(Point-per-instance localization data)
BEGIN

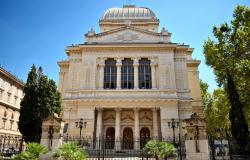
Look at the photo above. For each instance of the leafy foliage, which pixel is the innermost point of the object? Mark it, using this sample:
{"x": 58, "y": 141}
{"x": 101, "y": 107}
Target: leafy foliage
{"x": 70, "y": 151}
{"x": 32, "y": 152}
{"x": 41, "y": 99}
{"x": 160, "y": 149}
{"x": 229, "y": 57}
{"x": 217, "y": 114}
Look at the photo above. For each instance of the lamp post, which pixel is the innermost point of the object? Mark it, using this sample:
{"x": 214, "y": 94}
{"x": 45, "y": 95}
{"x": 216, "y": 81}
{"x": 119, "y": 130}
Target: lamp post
{"x": 80, "y": 124}
{"x": 196, "y": 137}
{"x": 173, "y": 124}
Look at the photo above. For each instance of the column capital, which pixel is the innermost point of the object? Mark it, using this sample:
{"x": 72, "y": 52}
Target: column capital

END

* [Work request]: When you set down the records above, copy every line exactly and exclude the pictures.

* [Written response]:
Look at the photo above. For each instance of the leafy foliage, which pixel is the innermost point of the object? Mark it, using this sample:
{"x": 58, "y": 141}
{"x": 101, "y": 107}
Target: leafy foliage
{"x": 70, "y": 151}
{"x": 32, "y": 152}
{"x": 41, "y": 99}
{"x": 160, "y": 149}
{"x": 229, "y": 57}
{"x": 217, "y": 114}
Look at the photo above. For each instance of the lamp post, which pixel is the innermost point of the object? Mark it, using this sample:
{"x": 214, "y": 94}
{"x": 45, "y": 95}
{"x": 216, "y": 81}
{"x": 119, "y": 130}
Target: lamp post
{"x": 80, "y": 124}
{"x": 196, "y": 137}
{"x": 173, "y": 124}
Look at the photo above. For each instance of the column capital, which pixel is the innermost point of the object? Mark it, using this sample:
{"x": 72, "y": 52}
Target: column capital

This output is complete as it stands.